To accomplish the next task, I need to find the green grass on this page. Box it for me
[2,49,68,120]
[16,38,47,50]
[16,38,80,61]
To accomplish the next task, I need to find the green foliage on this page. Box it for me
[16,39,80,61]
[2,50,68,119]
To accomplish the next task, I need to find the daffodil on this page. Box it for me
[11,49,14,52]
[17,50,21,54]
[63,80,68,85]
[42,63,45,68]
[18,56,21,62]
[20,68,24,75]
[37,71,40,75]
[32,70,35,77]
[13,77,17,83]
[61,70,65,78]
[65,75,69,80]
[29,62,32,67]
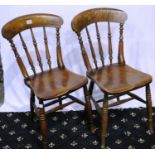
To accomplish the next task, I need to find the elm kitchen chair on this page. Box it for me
[2,14,95,148]
[71,8,153,148]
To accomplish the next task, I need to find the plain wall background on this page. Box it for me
[0,5,155,111]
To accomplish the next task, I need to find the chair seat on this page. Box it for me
[25,68,87,99]
[88,64,152,94]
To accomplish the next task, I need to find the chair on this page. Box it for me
[2,14,93,148]
[71,8,153,148]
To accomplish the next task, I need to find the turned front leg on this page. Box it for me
[38,101,48,149]
[146,85,154,133]
[101,94,108,148]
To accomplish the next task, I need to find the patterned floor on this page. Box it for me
[0,108,155,149]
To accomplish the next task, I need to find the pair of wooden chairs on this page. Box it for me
[2,8,153,148]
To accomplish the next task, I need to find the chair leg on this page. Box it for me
[30,91,35,121]
[89,81,94,96]
[146,85,154,133]
[38,101,48,149]
[101,94,108,149]
[83,85,96,133]
[117,96,120,102]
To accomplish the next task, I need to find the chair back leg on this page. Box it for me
[146,84,154,133]
[39,101,48,149]
[101,94,108,149]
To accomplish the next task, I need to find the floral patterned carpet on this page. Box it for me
[0,108,155,149]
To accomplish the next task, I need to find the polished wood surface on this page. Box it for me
[71,8,153,148]
[88,64,152,94]
[25,68,87,100]
[2,14,63,40]
[2,14,95,148]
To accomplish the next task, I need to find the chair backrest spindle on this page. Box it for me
[43,27,52,69]
[56,28,65,69]
[71,8,127,70]
[118,24,125,65]
[2,13,64,78]
[30,28,43,72]
[19,33,36,74]
[9,40,29,78]
[108,21,113,65]
[95,23,104,66]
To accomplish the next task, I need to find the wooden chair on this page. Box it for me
[2,14,93,148]
[71,8,153,148]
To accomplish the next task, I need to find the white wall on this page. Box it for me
[0,5,155,111]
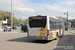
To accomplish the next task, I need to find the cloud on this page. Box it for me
[0,0,75,19]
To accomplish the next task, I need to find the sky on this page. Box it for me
[0,0,75,20]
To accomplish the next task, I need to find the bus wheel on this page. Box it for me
[54,32,58,40]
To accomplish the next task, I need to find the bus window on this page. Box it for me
[29,17,46,28]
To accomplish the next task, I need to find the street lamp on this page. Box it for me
[11,0,13,32]
[64,11,68,30]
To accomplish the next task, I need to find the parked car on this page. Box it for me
[21,25,27,32]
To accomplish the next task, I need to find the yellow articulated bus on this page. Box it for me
[27,16,64,40]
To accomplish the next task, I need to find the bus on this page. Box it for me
[27,15,64,40]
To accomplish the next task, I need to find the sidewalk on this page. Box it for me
[68,28,75,34]
[0,30,18,33]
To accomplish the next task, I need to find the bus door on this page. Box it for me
[29,16,47,36]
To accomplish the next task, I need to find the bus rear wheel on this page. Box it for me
[54,32,58,40]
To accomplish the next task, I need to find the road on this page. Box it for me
[0,30,75,50]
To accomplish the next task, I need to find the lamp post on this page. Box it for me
[64,11,68,30]
[11,0,13,32]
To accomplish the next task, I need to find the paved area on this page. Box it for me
[0,30,75,50]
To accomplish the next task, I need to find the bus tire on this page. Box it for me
[54,32,58,40]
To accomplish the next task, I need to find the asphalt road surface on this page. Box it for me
[0,30,75,50]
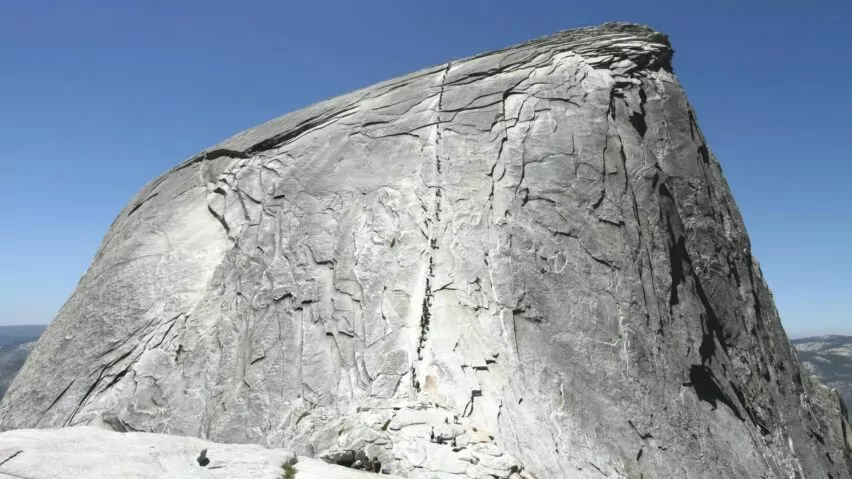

----

▶ [TASK TO COMPLETE]: Return, word for word, the run of lines in the entries above that begins with the line containing "the bus wheel" and ends with the line containing "[29,17,46,28]", including both of those lines.

▶ [FINAL RESULT]:
To accomplish the next task, I need to find the bus wheel on this page. Box it for me
[54,32,58,40]
To accomplish the next task, I need to find the bus window on this page. Box it for me
[29,17,46,28]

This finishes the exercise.